- The exercise: Substitute "system" for every "service" in the listing, starting at the line that contains "263, row 119." and ending at the line that contains "column 233, row 212". Return only those lines, with everything else left unchanged.

- Records provided:
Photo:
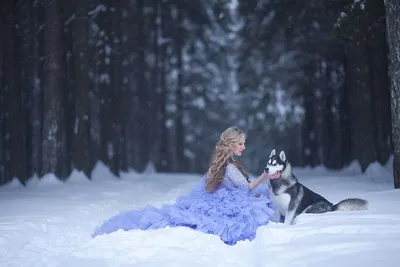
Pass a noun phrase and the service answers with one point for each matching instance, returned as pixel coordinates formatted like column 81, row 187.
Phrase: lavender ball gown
column 232, row 212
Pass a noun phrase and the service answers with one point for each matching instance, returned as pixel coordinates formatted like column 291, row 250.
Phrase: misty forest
column 141, row 84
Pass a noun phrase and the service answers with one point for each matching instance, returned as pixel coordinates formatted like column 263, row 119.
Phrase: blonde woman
column 224, row 203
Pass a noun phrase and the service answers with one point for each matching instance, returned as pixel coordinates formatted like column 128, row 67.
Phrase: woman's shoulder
column 230, row 167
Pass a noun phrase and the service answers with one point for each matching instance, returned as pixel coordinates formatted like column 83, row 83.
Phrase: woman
column 224, row 203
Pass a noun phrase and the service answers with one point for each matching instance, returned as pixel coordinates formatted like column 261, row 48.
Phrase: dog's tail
column 351, row 204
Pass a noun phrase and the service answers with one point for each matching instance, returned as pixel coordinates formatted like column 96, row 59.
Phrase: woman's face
column 239, row 147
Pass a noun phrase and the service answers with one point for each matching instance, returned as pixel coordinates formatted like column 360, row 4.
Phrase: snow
column 49, row 223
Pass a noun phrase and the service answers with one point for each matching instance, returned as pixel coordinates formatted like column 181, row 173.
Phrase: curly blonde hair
column 223, row 155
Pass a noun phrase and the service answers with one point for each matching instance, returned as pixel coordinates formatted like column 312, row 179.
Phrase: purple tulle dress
column 233, row 212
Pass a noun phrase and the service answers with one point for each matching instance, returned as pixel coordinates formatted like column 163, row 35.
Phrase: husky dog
column 292, row 198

- Solution:
Pass a noun phrase and the system answers with one point for each matching instance, returned as pixel coordinates formatted like column 263, row 119.
Phrase: blonde woman
column 224, row 203
Pass a noun phrase and the system answers with one point for each matching instance, returned as pixel coordinates formatted like column 128, row 67.
Phrase: woman's shoulder
column 230, row 167
Pass a noun phrase and the system answers with one point for each matching instance, returned as pixel coordinates formatted like column 83, row 83.
Phrase: woman
column 224, row 203
Pass a noun phrase and the system answers with one point for each matching instance, returned as pixel coordinates formatted like column 261, row 48.
Phrase: dog's tail
column 351, row 204
Pass a noun phrase and the system answers with one point for each matching instance, returned as pixel coordinates formatted like column 96, row 59.
Phrase: woman's face
column 239, row 147
Pass a noun phrase and the system answers with one point for each matching instance, returned as pixel coordinates formatted like column 360, row 4.
Phrase: snow
column 49, row 223
Pass a noun phrase and the system answers with one point for each matching instance, returned as pixel coordinates formatted like column 181, row 173.
Phrase: curly blonde hair
column 223, row 155
Pass a noun phrase and the system answers with one point for each matching instance, returned as pixel coordinates formatted like column 312, row 179.
Phrase: purple tulle dress
column 233, row 212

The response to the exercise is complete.